(What to do):
Copy the material below word for word, keeping every line in its original order, and leave out the pictures.

(Provided entries):
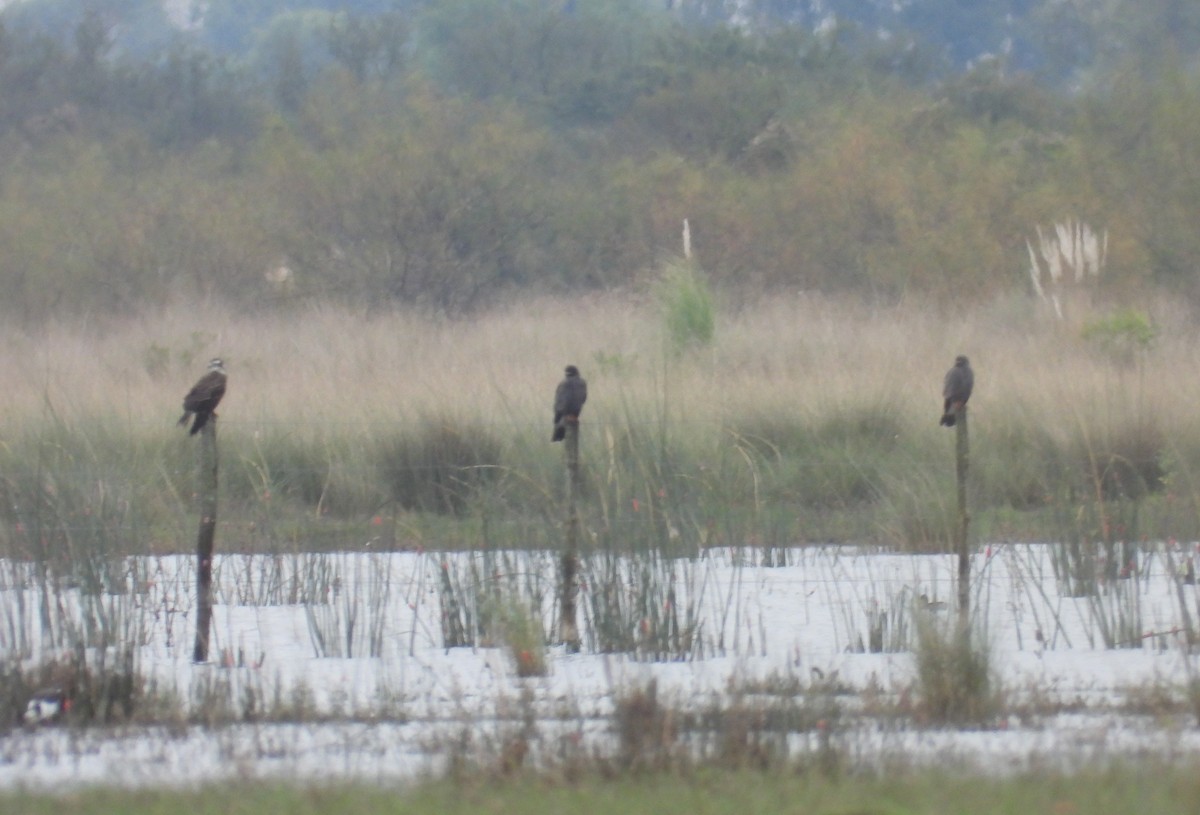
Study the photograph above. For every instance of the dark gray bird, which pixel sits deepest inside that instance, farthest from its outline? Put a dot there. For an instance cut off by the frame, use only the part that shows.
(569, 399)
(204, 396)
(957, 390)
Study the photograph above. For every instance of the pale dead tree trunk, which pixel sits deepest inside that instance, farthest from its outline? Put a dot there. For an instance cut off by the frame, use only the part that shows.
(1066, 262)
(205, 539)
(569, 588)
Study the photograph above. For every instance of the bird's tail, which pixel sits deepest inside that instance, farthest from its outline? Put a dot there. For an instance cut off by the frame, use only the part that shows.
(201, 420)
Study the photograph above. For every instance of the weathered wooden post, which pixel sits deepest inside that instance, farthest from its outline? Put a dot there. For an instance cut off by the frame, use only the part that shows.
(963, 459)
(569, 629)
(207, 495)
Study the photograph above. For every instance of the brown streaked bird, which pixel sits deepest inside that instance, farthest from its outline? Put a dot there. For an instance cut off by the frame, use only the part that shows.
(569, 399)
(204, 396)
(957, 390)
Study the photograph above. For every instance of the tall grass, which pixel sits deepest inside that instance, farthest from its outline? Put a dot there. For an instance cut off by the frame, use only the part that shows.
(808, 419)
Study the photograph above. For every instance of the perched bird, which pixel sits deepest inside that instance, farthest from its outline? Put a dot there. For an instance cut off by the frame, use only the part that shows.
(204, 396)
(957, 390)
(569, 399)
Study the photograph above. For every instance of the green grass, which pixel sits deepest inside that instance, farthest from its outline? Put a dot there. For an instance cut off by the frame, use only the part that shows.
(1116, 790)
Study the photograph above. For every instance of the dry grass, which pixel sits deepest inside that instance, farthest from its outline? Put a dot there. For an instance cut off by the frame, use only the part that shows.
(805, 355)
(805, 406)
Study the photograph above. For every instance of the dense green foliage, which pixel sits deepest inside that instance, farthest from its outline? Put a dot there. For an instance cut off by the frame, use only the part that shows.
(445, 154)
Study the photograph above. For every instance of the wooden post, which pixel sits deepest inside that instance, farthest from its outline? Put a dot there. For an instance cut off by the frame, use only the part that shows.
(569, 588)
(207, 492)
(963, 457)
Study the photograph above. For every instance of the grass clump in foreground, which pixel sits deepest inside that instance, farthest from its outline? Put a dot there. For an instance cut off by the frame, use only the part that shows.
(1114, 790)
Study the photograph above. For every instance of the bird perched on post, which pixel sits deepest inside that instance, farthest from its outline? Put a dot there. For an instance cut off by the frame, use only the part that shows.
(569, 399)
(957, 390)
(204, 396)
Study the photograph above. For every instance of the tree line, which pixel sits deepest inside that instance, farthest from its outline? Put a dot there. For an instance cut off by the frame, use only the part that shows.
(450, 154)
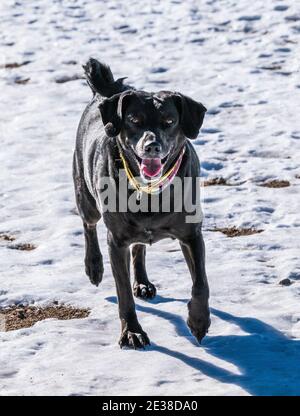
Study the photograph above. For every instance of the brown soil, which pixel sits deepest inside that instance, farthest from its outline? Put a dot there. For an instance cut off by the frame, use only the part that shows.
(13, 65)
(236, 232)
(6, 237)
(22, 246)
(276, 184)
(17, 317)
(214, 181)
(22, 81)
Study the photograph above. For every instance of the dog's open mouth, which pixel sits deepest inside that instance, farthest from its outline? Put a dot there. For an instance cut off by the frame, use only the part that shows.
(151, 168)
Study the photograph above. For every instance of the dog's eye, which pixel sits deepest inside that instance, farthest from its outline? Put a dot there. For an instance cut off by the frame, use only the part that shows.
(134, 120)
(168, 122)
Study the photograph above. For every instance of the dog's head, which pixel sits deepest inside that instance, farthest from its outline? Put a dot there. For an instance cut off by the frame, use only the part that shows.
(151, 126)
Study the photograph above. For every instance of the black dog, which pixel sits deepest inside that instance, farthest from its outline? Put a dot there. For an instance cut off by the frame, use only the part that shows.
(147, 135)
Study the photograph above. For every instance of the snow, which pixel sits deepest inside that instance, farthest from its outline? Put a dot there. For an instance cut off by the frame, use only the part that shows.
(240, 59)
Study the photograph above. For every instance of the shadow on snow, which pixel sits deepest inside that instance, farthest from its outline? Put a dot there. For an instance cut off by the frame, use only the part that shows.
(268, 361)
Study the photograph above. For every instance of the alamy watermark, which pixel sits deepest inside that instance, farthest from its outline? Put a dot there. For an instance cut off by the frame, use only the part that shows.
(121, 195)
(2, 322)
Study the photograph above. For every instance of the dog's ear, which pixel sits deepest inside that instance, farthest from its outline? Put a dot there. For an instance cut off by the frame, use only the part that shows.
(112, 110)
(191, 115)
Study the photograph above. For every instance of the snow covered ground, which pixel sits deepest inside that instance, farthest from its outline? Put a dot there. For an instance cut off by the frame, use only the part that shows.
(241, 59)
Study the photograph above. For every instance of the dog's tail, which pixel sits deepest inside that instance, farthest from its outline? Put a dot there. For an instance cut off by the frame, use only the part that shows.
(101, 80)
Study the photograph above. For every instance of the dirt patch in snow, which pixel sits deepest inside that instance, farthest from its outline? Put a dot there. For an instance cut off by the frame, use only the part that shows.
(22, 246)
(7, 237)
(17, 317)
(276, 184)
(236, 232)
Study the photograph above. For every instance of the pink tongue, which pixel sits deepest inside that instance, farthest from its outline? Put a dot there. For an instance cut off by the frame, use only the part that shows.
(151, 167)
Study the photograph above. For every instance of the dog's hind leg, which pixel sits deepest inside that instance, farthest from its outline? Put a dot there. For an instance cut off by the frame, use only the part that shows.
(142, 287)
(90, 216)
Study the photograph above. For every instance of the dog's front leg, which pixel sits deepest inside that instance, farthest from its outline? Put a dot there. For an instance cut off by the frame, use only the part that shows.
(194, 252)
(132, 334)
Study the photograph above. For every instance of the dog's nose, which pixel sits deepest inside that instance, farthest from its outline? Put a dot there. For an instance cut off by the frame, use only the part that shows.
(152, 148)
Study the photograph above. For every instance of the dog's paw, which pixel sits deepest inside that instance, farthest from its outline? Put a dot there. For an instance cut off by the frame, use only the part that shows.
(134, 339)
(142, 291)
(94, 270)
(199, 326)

(Finished answer):
Study the photograph above. For every instance of the dark gray bird, which pixel sits deepest inside that instance, farthest from its outline? Put a dot there. For an instance cut off by the frame, use only the part that shows.
(569, 399)
(204, 396)
(957, 390)
Study the photograph above. For every instance of the pale dead tree trunk, which pixel sits deepest inside that instance, farthest from its outline? Put a dot there. For an instance cut off by the frame, use only the part that shows.
(1066, 262)
(205, 539)
(569, 588)
Study the photograph above. For every instance of the bird's tail, which pixel sits deepest inside that instance, farthest from its outline? Put a dot there. For an instance cut off by the frame, use only the part that shows.
(201, 420)
Study the photograph above. For every instance of the weathered wooden post, which pixel sits deepest inside that instance, farthest from its outline? Put a dot there. For an instance cut off by the frame, use only the part that shows.
(963, 459)
(569, 629)
(207, 495)
Study the photograph above. For every instance of the brown streaked bird, which pixel sits deepest inside that instance, farthest from its outline? Put a dot there. For an instance cut off by the frame, use only the part that shows.
(569, 399)
(204, 396)
(957, 390)
Study the photograph above. For every instance of the tall grass, which pixel sits deepest inside that instance, farthest from its outline? Put a dot there. For an instance cut off by the frame, use only the part that shows.
(808, 419)
Study the photograph above. For every instance of the perched bird, which pixel sits deepest inside that instance, farthest from its outline? Put a dot there. For an instance cut off by the frame, use only the part that shows.
(204, 396)
(957, 390)
(569, 399)
Study the photograph above. For every instance of the green grass, which pixel sits deepest inside that instance, farthest from its outline? Put a dot there. For an instance cut off by the frame, use only the part that shows.
(1116, 790)
Study the photograph above. For every instance of the dry grass, which pixel sits deepest inside that instance, farthest from its outline? Put a dot there. For an instance cut off by the frame, use only the part that shows.
(805, 355)
(805, 406)
Study the photograph above. For every instance of the dense green foliage, which pixel sits deepest inside that instance, farthest from its outline? Put a dot there. For an instance cut off by the frame, use only the part that shows.
(445, 154)
Study the photograph above. For every instance of the wooden post, which pixel sits deepest inside that instance, farthest from its outline? Put a dot there. For an instance cut off by the frame, use only the part that shows.
(569, 588)
(207, 492)
(963, 457)
Study the photograph above. For every instance of the grass clump in foreground, which pixel sits deepest inside that instance, farthest from its outline? Put a dot there. For an instance cut off by the frame, use only the part that shows.
(1114, 790)
Study the photograph above. For every instance of the bird perched on post, which pixel sits deepest inside that instance, farthest from its outline? Put a dot there. For an instance cut off by the frame, use only the part that shows.
(569, 399)
(957, 390)
(204, 396)
Study the photograph above. For every instance of the tree line, which pixel sits deepest inside that instance, farthest from its outline? Put a dot there. For an instance cut off by the frame, use only the part that shows.
(450, 154)
Study the photograph above. For every instance of the brown soil, which pixel sits deepest inside that instance, farthest from its outline? Put a dot there. For an instance cut off by the frame, use only the part that shows.
(13, 65)
(236, 232)
(6, 237)
(22, 246)
(276, 184)
(17, 317)
(214, 181)
(22, 81)
Study the photograph above. For every instance of the dog's open mouth, which pixel sits deepest inside that instance, farthest from its outline? Put a dot there. For an instance cut off by the frame, use only the part that shows.
(151, 168)
Study the photograph above. For every instance of the dog's eye, which pixel sits deepest inside that instance, farthest from its outline? Put a dot there. For an instance cut off by the frame, use only the part that shows.
(134, 120)
(168, 122)
Study the photograph above. For every instance of the dog's head, which pixel sits deepest inside that instance, farthest from its outline? Put a dot there. For an instance cut off by the frame, use only the part that shows.
(151, 126)
Study the photograph above. For every instance of the black dog, which pixel sits deepest inside that instance, farthest from its outline? Put a dot there. For an instance cut off by the frame, use only the part that shows.
(147, 135)
Study the photograph above. For every instance of the snow, which pixel sits deepest inside that instance, farthest from its outline? Put a dot there. For an instance cut off by the frame, use only the part that shows.
(240, 59)
Study the photograph above. For every instance of the shadow on snow, which pixel sits deepest inside that instance, farthest from its outline? Put a dot there. For an instance cut off by the frame, use only the part that shows.
(268, 361)
Study the photograph above. For every instance of the alamy watermark, which pixel sits deepest inside that instance, farthest from its outline? Put a dot there. For an instance cut off by the frame, use only the part that shows.
(121, 195)
(2, 322)
Study the photograph above. For every instance of the dog's ear, which pixel sits deepest inside that instance, farthest from its outline? Put a dot there. For an instance cut off by the frame, use only the part that shows.
(112, 110)
(191, 115)
Study the photograph above. For every instance of the snow covered ground, which pixel sits deepest inside that instance, farthest from its outline? Put a dot there. For an instance cut off by the frame, use only the part that shows.
(241, 59)
Study the photograph above. For every instance of the dog's tail, which pixel sits deepest inside that instance, farthest from its outline? Put a dot there. For an instance cut off by the frame, use only the part that shows.
(101, 80)
Study the photograph above. For every instance of the dirt patch in snow, which pixel sits deepest inside that instance, farthest from its outline? Put a dot there. For an instance cut off by the frame, use only the part that shows.
(22, 246)
(7, 237)
(17, 317)
(276, 184)
(236, 232)
Study the photograph above. For every instance of the pink tongue, which pixel sits deepest inside that instance, farthest from its outline? Put a dot there. For an instance cut off by the frame, use only the part that shows.
(151, 167)
Study the photograph above. For every instance of the dog's hind leg, which pixel sits deepest inside that instance, farthest from its outline? Put a dot there. For an instance cut off by the frame, use only the part that shows.
(142, 287)
(90, 216)
Study the photograph above. For every instance of the dog's front leg, which pixel sits deepest inside that instance, farthest from its outline? Put a dot there. For an instance cut off by the frame, use only the part that shows.
(194, 252)
(132, 334)
Study the photograph above. For every instance of the dog's nose, which pixel sits deepest inside that instance, farthest from its outline? Put a dot there. For an instance cut off by the frame, use only the part that shows.
(152, 148)
Study the photograph above. For every instance of the dog's paw, which pixel sits deepest inside that instance, farthest from its outline? Put a dot there. For an instance cut off by the frame, use only the part that shows.
(134, 339)
(142, 291)
(94, 270)
(199, 326)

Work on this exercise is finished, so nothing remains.